Leveraging your Role as Technical Product/Project Manager to Improve Application Security

Eric Goldman
Walmart Global Tech Blog
11 min readMar 12, 2021
Photo by Griffin Wooldridge on Unsplash

Are you a TPM? You can play a critical role in helping to drive a security-first culture for your team. You don’t need to become a security expert, but you can help implement a few small regular behaviors and checks for your team to help prioritize security and avoid delays from security bugs found late in the game.

Why Technical Product/Project Managers (TPMs) Need to Care About Security

Secure Code is Good Code

Application Security must be an upfront, and front of mind concern for all developers, as well as all TPMs. First and foremost, secure code tends to be good code. But what do we mean by good code?

  • The code is easy for someone new to the project to read, the flow is clear
  • The code is also easy to maintain and extend — you can have high confidence changes won’t break existing functionality
  • The code can be tested and validated using a repeatable process
  • The code is kept simple and DRY (Don’t repeat yourself) to minimize dependencies and corner cases

When an application is vulnerable to pure security bugs (like when the bad guys can bypass a login check), it is also often vulnerable to logic and business rule violations and logical bugs as well. This means your app is not only insecure, but likely is not meeting functional/business requirements (🤯 Got your attention now I bet!).

At a high level, a secure app is one where you know that the intended processing will function as expected and unexpected flows/processing are prevented. To be confident in your apps functionality, you must know what all the functions and algorithms being used actually do and how they can be misused.

Are deadlines important to you?

From a more direct and practical standpoint, insecure code will be detected and will not be allowed to run in production. While your organization may not be blocking builds based on security today, this is becoming the norm from the Fortune 500 to small startups. If your goal is to deliver your app to your customers/users, it must pass all internal security checks before it is ever allowed to go live.

This means that when security is not considered up front, developers will be forced to figure out how to fix their code at the end of the development effort/sprint, before they can move forward to production; this could result in large amount of rework or changes after time and resources are already consumed.

Security simply cannot be bolted on at the end. You should not expect to maintain your critical path and meet your deadlines if security is not a proactive consideration. Code in production must be ready from Day 1 to meet performance criteria and customer expectations, and it must be secure.

Bottom line: Insecure code wastes time and resources, and will impact your ability to meet deadlines.

The Top Application Security Concepts TPMs Need to Know About

TPMs play a critical role in driving development efforts and setting priorities. Our goal today is to make you conversant in these topics so you can be sure to talk about them with your team members and spot opportunities to proactively address these types of security concerns in your projects/products.

Secret Management

What are Secrets?

An important application security control is secrets management. Secrets are things like passwords, API keys, or other pieces of data used for access control. Secrets management is a broad topic, but the key concepts are (1) properly restricting access to the minimum necessary systems/people, (2) at the minimum/appropriate point in time. Secrets management covers the full lifecycle of a secret, including expiring, rotation(replacing), use/change audit, and incident response.
★ ★ ★ ★ ★
(Exercise instructions)
a - From the blog post, reproduce verbatim the passage running from "TPMs play a" up to and including "in your projects/products.".
b - List every characteristic of good code given in the bulleted list of the blog post.

[Extracted data entries]
★ ★ ★ ★ ★
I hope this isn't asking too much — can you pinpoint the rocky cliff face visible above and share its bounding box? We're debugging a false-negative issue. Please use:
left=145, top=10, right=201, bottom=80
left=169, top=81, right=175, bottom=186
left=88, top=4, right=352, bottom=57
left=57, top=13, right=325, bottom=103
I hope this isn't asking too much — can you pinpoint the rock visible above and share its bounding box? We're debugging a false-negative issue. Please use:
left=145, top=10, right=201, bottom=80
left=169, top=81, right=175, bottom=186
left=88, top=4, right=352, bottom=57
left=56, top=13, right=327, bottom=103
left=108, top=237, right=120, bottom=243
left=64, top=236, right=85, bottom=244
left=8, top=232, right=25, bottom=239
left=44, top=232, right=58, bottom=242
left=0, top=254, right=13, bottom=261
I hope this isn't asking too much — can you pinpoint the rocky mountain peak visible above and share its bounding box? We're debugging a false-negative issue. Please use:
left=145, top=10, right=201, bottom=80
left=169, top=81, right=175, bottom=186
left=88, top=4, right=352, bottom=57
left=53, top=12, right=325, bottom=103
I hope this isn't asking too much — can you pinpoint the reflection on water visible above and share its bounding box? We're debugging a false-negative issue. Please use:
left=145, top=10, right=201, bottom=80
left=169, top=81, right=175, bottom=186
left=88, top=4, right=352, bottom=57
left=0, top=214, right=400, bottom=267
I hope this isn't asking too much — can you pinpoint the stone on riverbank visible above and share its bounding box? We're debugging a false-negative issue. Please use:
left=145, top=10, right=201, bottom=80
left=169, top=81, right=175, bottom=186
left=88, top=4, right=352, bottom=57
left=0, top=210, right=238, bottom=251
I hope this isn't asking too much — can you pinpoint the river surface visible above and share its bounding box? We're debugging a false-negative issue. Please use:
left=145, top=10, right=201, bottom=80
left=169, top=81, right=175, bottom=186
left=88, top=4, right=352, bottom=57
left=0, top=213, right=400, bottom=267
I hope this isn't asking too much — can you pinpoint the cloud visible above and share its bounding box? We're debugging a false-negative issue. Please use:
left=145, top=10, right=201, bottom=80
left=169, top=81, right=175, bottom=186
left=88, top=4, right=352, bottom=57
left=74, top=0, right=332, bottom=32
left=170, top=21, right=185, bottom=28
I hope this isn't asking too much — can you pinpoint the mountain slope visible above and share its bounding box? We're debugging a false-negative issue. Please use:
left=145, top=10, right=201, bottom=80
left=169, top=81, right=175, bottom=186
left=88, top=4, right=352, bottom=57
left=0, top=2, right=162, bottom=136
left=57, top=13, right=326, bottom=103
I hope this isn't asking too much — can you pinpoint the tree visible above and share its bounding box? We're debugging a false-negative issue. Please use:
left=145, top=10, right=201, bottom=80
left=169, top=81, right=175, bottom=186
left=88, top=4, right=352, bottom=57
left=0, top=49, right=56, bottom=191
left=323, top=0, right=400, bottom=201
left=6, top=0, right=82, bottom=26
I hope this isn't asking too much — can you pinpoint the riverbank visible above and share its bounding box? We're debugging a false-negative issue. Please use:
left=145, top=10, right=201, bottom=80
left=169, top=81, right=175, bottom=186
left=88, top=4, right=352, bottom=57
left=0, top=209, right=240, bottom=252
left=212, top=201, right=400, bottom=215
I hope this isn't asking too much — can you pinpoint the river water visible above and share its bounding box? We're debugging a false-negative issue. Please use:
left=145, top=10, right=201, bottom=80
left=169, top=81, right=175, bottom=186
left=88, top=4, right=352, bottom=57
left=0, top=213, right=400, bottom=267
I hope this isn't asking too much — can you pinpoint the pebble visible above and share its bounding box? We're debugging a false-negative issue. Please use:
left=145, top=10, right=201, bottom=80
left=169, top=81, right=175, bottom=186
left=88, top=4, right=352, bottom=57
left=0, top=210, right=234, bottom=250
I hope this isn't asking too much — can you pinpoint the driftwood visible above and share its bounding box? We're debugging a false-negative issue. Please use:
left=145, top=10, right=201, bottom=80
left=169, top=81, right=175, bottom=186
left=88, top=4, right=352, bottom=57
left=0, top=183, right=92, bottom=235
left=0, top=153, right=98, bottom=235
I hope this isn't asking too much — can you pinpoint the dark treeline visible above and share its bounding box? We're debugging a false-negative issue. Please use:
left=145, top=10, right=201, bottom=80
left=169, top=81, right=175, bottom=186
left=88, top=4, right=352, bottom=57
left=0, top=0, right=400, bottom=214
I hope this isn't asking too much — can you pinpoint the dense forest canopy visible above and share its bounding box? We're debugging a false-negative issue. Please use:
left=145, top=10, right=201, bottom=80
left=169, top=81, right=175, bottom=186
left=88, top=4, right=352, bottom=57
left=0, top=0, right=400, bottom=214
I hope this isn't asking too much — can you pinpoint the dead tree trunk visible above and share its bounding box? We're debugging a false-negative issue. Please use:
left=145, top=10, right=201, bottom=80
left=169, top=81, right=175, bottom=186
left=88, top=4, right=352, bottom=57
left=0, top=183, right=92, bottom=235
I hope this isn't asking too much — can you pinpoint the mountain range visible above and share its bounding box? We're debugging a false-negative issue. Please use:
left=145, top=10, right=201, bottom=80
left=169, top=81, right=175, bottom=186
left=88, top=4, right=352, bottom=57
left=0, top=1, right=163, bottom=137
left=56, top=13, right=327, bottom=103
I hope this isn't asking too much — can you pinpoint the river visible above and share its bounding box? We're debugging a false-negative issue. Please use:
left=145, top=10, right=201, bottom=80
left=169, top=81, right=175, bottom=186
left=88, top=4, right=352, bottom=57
★ ★ ★ ★ ★
(Replies)
a -
TPMs play a critical role in driving development efforts and setting priorities. Our goal today is to make you conversant in these topics so you can be sure to talk about them with your team members and spot opportunities to proactively address these types of security concerns in your projects/products.

b -
- The code is easy for someone new to the project to read, and the flow is clear.
- The code is easy to maintain and extend, so there can be high confidence that changes won't break existing functionality.
- The code can be tested and validated using a repeatable process.
- The code is kept simple and DRY (Don't repeat yourself) to minimize dependencies and corner cases.